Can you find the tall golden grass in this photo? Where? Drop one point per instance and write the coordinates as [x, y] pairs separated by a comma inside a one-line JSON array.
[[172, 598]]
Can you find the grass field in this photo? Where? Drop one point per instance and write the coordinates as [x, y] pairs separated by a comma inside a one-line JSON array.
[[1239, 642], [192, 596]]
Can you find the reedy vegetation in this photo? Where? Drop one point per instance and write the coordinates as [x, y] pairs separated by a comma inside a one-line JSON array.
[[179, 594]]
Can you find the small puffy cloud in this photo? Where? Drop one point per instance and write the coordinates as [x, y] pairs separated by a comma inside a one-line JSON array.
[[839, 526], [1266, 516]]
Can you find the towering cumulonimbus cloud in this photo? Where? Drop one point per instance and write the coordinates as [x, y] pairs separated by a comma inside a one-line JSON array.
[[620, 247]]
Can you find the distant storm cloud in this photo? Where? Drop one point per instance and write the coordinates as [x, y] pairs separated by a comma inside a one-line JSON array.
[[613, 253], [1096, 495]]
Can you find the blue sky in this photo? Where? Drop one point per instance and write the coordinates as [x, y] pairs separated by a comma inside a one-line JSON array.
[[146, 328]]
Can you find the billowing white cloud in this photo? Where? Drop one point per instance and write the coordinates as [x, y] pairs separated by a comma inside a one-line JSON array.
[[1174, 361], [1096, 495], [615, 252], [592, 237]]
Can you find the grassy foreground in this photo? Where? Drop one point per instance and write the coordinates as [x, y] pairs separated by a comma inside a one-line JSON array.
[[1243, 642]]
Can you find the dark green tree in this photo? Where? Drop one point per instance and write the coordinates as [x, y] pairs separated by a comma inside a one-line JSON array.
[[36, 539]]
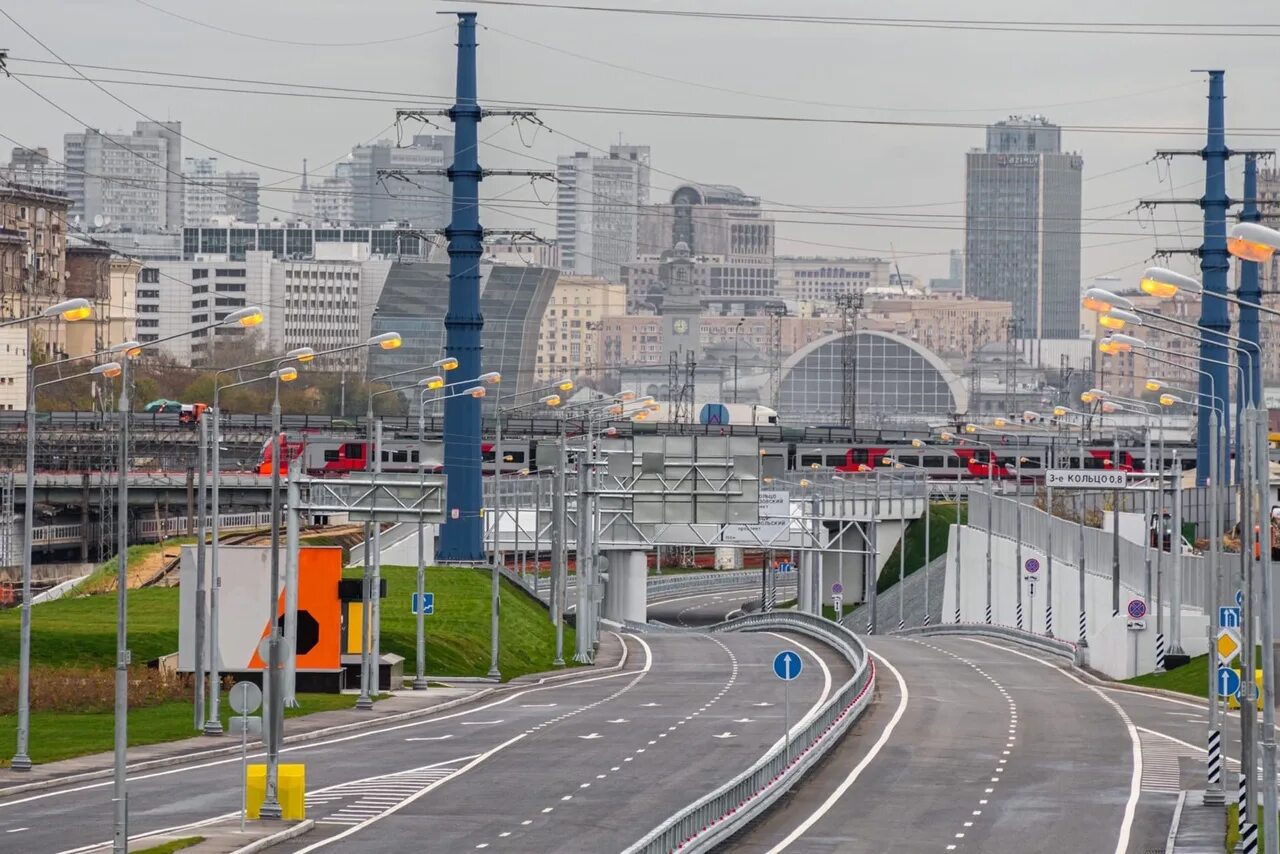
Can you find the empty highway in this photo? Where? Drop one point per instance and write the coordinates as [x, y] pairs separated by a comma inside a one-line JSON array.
[[584, 765]]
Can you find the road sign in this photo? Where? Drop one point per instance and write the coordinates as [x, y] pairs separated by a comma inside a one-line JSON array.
[[1228, 683], [1086, 479], [245, 725], [428, 604], [245, 698], [1228, 644], [787, 665], [1229, 617]]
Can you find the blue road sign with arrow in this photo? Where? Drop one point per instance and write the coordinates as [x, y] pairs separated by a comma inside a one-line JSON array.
[[787, 665], [1228, 683]]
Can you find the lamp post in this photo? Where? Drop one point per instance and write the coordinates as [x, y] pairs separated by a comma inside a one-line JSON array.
[[370, 651], [499, 459], [246, 316], [71, 311], [737, 334], [991, 501], [213, 718], [273, 679]]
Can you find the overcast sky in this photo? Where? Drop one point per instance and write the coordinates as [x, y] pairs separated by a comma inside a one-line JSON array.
[[909, 181]]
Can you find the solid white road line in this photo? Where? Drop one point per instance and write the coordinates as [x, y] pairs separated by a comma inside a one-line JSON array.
[[858, 770], [1136, 743], [365, 734]]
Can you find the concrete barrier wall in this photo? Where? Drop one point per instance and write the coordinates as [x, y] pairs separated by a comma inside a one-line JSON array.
[[1112, 648]]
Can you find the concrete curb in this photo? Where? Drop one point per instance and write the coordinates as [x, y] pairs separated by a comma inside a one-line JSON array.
[[275, 839], [178, 758], [342, 729]]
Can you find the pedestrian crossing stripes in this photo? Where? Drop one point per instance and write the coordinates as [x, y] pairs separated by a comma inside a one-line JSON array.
[[1161, 759], [360, 800]]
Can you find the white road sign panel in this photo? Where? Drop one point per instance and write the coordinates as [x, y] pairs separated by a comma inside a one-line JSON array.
[[1086, 479]]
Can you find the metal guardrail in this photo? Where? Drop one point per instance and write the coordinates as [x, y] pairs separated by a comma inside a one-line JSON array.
[[721, 813], [709, 581], [1051, 645]]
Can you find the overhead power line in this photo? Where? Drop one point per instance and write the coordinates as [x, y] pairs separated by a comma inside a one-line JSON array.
[[1065, 27]]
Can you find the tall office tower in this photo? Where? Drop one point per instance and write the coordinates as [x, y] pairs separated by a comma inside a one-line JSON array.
[[131, 181], [1023, 225], [597, 209]]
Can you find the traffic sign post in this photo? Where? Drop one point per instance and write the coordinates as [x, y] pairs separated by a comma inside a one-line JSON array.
[[787, 666], [245, 698], [1228, 683], [1229, 617]]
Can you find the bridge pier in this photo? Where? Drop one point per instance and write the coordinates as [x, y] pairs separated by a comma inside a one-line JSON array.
[[625, 596]]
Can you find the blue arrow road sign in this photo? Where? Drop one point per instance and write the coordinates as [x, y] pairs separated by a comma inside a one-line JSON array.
[[787, 665], [1228, 683], [1228, 617]]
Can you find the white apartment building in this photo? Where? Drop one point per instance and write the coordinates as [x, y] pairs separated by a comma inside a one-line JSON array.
[[129, 181], [822, 279], [570, 337], [597, 209], [324, 302]]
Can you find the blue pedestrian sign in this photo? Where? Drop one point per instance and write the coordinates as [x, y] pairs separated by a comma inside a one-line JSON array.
[[787, 665], [1228, 683]]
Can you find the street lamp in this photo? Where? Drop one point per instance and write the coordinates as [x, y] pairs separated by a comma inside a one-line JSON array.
[[247, 316], [71, 311], [273, 679], [549, 401]]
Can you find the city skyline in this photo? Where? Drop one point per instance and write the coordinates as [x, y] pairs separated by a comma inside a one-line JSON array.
[[917, 165]]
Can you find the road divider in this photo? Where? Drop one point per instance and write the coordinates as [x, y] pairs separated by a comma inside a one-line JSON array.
[[721, 813]]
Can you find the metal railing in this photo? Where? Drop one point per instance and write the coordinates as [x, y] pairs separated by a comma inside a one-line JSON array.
[[721, 813]]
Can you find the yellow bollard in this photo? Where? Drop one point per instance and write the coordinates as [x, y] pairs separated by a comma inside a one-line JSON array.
[[255, 789], [1257, 679], [291, 790]]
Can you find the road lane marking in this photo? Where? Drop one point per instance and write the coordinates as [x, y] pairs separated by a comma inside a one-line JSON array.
[[824, 807], [1134, 741], [311, 745]]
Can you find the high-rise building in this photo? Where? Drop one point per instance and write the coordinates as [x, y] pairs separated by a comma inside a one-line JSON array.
[[1023, 225], [32, 168], [423, 200], [597, 209], [132, 182]]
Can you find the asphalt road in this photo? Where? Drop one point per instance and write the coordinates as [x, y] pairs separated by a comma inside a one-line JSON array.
[[973, 748], [586, 765]]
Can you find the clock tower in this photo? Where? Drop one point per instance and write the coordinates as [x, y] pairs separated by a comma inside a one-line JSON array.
[[680, 306]]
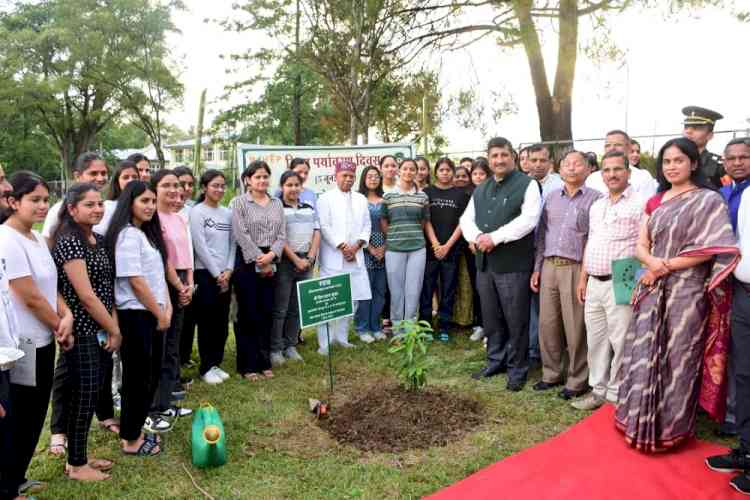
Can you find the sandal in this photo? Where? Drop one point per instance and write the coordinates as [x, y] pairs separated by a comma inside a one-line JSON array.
[[149, 448], [98, 475], [58, 445], [110, 425], [101, 464]]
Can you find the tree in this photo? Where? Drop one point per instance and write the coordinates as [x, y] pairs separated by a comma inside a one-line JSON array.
[[270, 119], [23, 145], [444, 24], [73, 62], [346, 42]]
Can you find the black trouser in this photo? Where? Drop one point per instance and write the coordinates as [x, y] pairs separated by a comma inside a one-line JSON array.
[[471, 266], [740, 352], [255, 317], [189, 322], [446, 271], [169, 380], [61, 388], [505, 309], [211, 309], [141, 367], [83, 362], [23, 423]]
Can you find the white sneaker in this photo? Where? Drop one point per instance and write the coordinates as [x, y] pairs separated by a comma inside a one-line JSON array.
[[221, 373], [477, 334], [211, 377], [277, 358], [367, 338], [292, 354]]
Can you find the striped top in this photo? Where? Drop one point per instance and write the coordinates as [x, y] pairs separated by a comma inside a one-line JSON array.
[[301, 224], [255, 226], [405, 213]]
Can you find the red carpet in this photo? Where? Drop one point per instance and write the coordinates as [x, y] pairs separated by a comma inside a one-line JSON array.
[[591, 461]]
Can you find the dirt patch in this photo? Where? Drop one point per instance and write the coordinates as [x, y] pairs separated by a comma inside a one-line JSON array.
[[391, 419]]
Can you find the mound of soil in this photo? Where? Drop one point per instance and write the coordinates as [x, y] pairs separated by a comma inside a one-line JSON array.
[[391, 419]]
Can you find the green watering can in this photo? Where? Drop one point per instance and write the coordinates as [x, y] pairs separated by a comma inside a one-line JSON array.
[[209, 441]]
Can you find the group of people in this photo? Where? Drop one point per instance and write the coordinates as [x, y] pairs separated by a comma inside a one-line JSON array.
[[537, 234]]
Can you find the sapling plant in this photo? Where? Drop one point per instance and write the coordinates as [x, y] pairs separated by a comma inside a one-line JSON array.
[[410, 344]]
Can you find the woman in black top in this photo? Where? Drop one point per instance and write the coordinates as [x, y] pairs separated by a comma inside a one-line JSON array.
[[447, 203], [86, 281]]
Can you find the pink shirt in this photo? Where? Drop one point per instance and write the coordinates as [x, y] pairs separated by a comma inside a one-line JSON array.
[[176, 240]]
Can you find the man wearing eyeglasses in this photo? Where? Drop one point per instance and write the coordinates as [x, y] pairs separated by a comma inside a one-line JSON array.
[[614, 224]]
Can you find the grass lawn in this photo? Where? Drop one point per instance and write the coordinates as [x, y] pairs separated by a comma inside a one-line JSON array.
[[275, 450]]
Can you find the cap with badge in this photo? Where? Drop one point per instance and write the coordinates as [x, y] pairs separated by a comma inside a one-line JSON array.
[[696, 116]]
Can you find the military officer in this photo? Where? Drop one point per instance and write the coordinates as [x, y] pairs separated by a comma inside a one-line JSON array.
[[698, 126]]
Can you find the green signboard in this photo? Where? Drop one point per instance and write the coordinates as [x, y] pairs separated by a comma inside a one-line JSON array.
[[324, 299]]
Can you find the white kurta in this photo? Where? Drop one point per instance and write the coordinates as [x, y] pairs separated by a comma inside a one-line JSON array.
[[344, 218]]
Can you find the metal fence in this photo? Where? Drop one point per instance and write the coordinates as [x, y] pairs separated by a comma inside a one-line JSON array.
[[650, 143]]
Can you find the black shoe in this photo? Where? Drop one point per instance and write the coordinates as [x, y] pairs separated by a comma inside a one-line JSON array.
[[741, 483], [736, 460], [543, 386], [515, 385], [489, 371], [567, 394]]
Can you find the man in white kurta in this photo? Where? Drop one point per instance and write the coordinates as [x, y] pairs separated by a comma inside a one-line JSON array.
[[345, 230]]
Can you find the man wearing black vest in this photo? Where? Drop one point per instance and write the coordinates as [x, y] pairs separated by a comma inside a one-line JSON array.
[[500, 221]]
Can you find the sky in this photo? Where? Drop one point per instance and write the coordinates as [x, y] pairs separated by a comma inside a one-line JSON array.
[[696, 58]]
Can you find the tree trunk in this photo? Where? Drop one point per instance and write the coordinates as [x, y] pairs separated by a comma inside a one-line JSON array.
[[198, 150], [352, 128], [366, 116], [297, 98], [554, 111], [566, 69]]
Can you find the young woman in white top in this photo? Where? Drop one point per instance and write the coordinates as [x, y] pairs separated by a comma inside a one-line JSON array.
[[144, 311], [215, 250], [42, 317]]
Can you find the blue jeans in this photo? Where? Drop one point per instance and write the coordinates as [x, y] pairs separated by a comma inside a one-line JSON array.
[[367, 317]]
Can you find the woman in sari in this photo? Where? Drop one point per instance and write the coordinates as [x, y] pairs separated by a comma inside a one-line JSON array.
[[675, 348]]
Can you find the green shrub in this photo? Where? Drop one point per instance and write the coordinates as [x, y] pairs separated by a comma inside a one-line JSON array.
[[410, 343]]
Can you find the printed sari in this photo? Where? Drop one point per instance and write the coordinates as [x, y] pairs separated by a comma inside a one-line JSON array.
[[677, 343]]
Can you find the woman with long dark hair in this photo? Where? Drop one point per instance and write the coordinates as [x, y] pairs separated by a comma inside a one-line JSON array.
[[260, 231], [300, 254], [405, 213], [177, 241], [86, 280], [688, 249], [135, 244], [42, 318], [367, 316], [480, 171], [211, 230], [447, 204]]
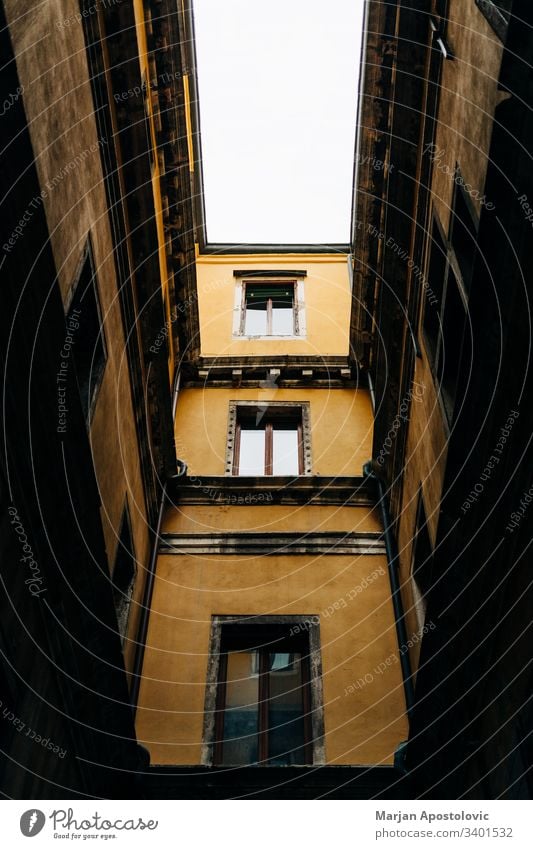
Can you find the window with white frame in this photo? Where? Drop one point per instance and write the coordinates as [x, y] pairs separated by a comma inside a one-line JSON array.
[[269, 307], [268, 439]]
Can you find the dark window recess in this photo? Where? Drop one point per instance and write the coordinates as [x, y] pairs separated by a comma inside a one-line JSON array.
[[147, 122], [422, 560], [463, 237], [451, 343], [269, 441], [85, 326], [263, 697], [434, 294], [124, 574], [497, 13], [269, 310]]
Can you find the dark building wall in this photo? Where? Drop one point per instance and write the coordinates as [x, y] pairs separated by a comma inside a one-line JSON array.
[[66, 717], [459, 460]]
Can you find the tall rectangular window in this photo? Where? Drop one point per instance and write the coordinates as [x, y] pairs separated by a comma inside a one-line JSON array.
[[263, 709], [85, 326], [421, 562], [269, 441], [123, 578], [434, 295], [269, 307], [269, 310], [445, 320]]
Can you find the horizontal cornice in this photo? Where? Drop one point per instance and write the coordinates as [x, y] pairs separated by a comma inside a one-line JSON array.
[[278, 543], [259, 491]]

_Task directions_:
Please copy out the entries above unchanged, from the line with "Can you find the white kurta" to the line with "111], [566, 69]]", both of those lines included.

_Written solution_:
Can you find the white kurta in this photo? Where? Drop one point per instance and write the coordinates as [x, y] pairs separated by a comma inside a one-line JSON array.
[[344, 218]]
Can you find the metal fence in this photo? Where? Drop one point per instance and write the coordinates as [x, y] pairs separated by a comma inside a one-line JSON array.
[[650, 143]]
Can you find the black shoe in this photo? Where? Drop one point per instance and write the coordinates as [x, y] pairs separated by a comma inside a one-line JSON array.
[[741, 483], [736, 460], [543, 386], [515, 385], [489, 371], [567, 394]]
Can you find the man in white kurta in this photo? Where? Drop one point per instance and write the coordinates as [x, y] pairs separated by a comma inside a one-line JSON array.
[[345, 230]]
Can you find the man wearing black vest in this photo? Where? Drop one point per instance and write the coordinates as [x, y] pairs separated by a comma inside a one-line JSON array.
[[500, 221]]
Can you find the sky in this photo? Where? Drop one point per instance and write the coordinates as [x, y] pairs separated by a comma inside a one-line JSON array.
[[696, 58]]
Can you find the tree trunk in this photo? Where? Drop one point per instance and write the coordinates as [x, y] pairs separated by a comma inside a one-line JSON array.
[[198, 150], [352, 128], [366, 116], [297, 98], [554, 111], [566, 69]]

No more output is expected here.